** DATASET **
^^^^^^^^^^^^^^^^

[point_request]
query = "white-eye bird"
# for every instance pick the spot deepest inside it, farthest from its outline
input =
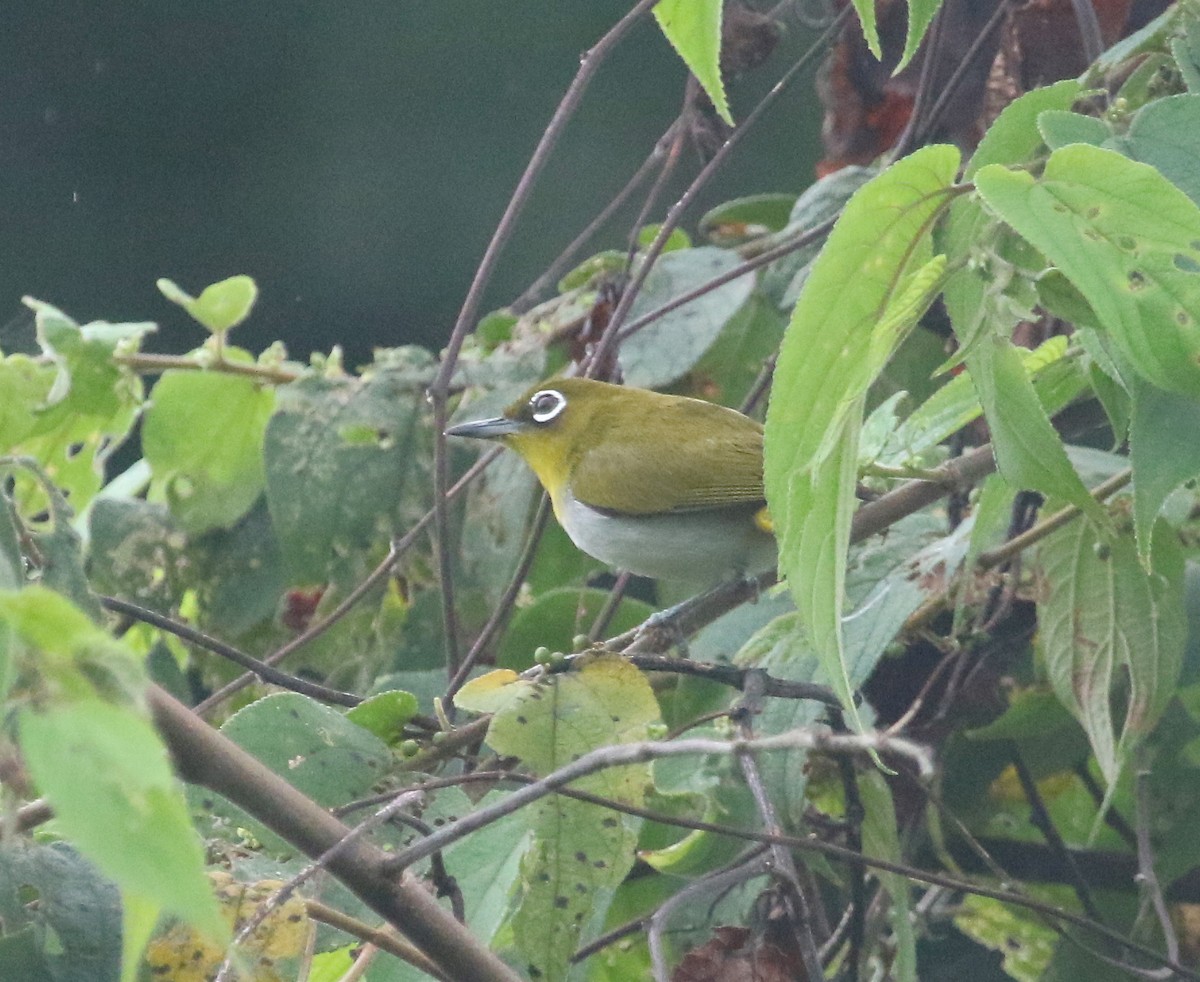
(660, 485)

^^^^^^^^^^^^^^^^

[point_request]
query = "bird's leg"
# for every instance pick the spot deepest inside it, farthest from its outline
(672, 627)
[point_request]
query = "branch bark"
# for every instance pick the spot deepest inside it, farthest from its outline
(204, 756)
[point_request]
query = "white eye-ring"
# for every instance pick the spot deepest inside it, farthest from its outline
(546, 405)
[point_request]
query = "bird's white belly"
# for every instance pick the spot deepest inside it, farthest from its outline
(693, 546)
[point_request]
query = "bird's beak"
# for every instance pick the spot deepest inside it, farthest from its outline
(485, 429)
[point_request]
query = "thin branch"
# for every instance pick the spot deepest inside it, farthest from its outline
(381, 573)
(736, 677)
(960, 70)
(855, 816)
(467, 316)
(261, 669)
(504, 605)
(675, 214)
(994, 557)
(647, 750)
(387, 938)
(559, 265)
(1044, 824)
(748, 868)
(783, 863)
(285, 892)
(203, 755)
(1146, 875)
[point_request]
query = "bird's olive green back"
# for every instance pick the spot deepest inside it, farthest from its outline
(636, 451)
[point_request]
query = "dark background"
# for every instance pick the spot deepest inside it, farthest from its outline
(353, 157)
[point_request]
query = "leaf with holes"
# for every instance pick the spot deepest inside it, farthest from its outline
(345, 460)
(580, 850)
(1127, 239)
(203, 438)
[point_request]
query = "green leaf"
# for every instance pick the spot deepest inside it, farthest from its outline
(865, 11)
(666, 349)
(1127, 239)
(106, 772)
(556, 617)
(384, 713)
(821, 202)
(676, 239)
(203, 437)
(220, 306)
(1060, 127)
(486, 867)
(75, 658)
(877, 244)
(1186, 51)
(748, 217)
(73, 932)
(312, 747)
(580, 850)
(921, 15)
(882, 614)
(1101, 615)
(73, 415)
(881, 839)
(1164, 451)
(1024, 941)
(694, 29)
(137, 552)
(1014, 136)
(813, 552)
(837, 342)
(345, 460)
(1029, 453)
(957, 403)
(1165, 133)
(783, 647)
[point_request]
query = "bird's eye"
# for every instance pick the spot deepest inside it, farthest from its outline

^^^^^^^^^^^^^^^^

** EXERCISE DIRECTIONS **
Find every line of the material above that contains the word "green", and copy each one.

** EXERCISE SOLUTION **
query = "bird's olive green back"
query = "green leaf"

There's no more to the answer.